[DATA SUPPLIED]

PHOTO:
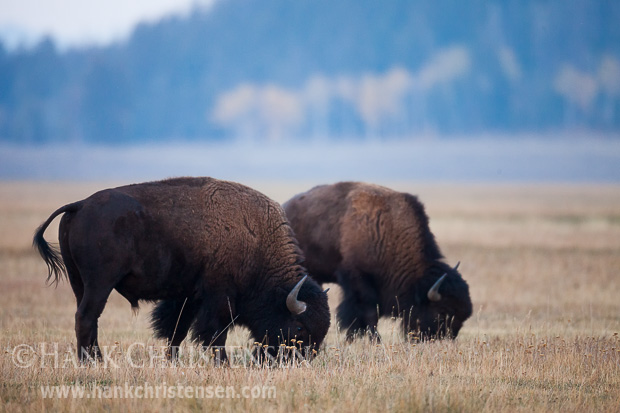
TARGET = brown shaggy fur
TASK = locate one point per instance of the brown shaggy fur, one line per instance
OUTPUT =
(377, 244)
(213, 251)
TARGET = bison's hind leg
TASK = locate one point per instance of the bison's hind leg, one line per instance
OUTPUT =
(171, 320)
(86, 319)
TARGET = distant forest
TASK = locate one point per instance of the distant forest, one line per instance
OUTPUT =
(319, 69)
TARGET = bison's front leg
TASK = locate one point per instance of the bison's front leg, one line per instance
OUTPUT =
(211, 328)
(358, 311)
(171, 320)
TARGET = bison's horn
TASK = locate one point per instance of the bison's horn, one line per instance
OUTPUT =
(295, 306)
(433, 293)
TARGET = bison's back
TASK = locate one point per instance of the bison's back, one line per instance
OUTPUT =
(316, 216)
(180, 228)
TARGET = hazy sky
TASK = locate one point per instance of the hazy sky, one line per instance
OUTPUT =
(75, 22)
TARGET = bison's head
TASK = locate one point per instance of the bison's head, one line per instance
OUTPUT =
(441, 304)
(299, 318)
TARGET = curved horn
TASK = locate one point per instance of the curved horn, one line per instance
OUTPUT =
(433, 293)
(295, 306)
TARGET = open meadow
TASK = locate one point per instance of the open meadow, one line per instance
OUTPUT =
(542, 263)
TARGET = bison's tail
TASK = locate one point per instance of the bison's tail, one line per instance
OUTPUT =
(51, 255)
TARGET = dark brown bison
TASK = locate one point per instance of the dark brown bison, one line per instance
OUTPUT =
(212, 251)
(376, 243)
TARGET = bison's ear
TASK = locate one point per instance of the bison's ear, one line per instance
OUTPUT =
(295, 306)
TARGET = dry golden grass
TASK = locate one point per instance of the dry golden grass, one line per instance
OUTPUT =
(542, 263)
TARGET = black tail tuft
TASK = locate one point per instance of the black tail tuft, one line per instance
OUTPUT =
(55, 265)
(51, 256)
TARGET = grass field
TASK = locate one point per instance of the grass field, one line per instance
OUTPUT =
(542, 263)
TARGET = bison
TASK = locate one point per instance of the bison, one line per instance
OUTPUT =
(376, 243)
(214, 252)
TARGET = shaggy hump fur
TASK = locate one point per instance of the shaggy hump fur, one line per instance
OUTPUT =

[/DATA SUPPLIED]

## PROBLEM TO SOLVE
Copy out the listing above in full and leave out its pictures.

## SOLUTION FOR THIS TASK
PHOTO:
TARGET = brown shaggy fur
TASK = locate one point per instance of the brown shaggy fur, one line per instance
OUTPUT =
(377, 244)
(213, 251)
TARGET = bison's hind leg
TASK = locate one point per instance of the bison's hind leg, one line per instance
OUTPUT =
(171, 320)
(86, 319)
TARGET = distant forest
TASK = locate one point per instance of the distant forest, one line per instance
OUTPUT =
(319, 69)
TARGET = bison's front leg
TASK = locate one point per instance of the bison's front leg, one line per instance
OUTPUT =
(211, 328)
(358, 311)
(171, 320)
TARGET = bison's horn
TASK = locate one point per instance of the bison's horn, one line per instance
OUTPUT =
(295, 306)
(433, 293)
TARGET = bison's back
TASK = locate one point per instance of the bison's back, one line per instance
OUTPUT =
(316, 216)
(180, 228)
TARGET = hazy sky
TASK = locate one point per instance of the hazy sky, one line per instance
OUTPUT =
(75, 22)
TARGET = bison's head
TASK = locate one point per instance of the bison's head, one line per instance
OUTPUT =
(441, 304)
(299, 318)
TARGET = curved horn
TASK = locate one point per instance of the curved horn, one line per instance
OUTPUT =
(433, 293)
(295, 306)
TARGET = open meadow
TASK = locate one point per instance of the open meadow, one line per instance
OUTPUT =
(542, 263)
TARGET = bison's tail
TASK = locate one point per instance of the bison's tail, one line per instance
OUTPUT =
(51, 255)
TARGET = dark brown bison
TASK = locate one point per instance of the dark brown bison, one line per instance
OUTPUT =
(212, 251)
(376, 243)
TARGET = bison's ear
TASK = locate one point per instance of the bison's ear, one line per instance
OUTPUT =
(295, 306)
TARGET = dry golden grass
TASK = locate one point per instance of the dry golden grass, one line per instance
OUTPUT =
(542, 263)
TARGET = black tail tuft
TASK = locate one point per instance of the black tail tuft, one line per instance
OUTPUT =
(55, 265)
(51, 256)
TARGET = grass field
TASK = locate one point per instance of the grass field, one line per instance
OUTPUT =
(542, 263)
TARGET = bison
TASK = locate one point per instance of the bison, one line per instance
OUTPUT =
(376, 243)
(214, 252)
TARGET = shaggy hump fur
TASK = locate one point per instance of the shaggy hump fur, one line per instance
OUTPUT =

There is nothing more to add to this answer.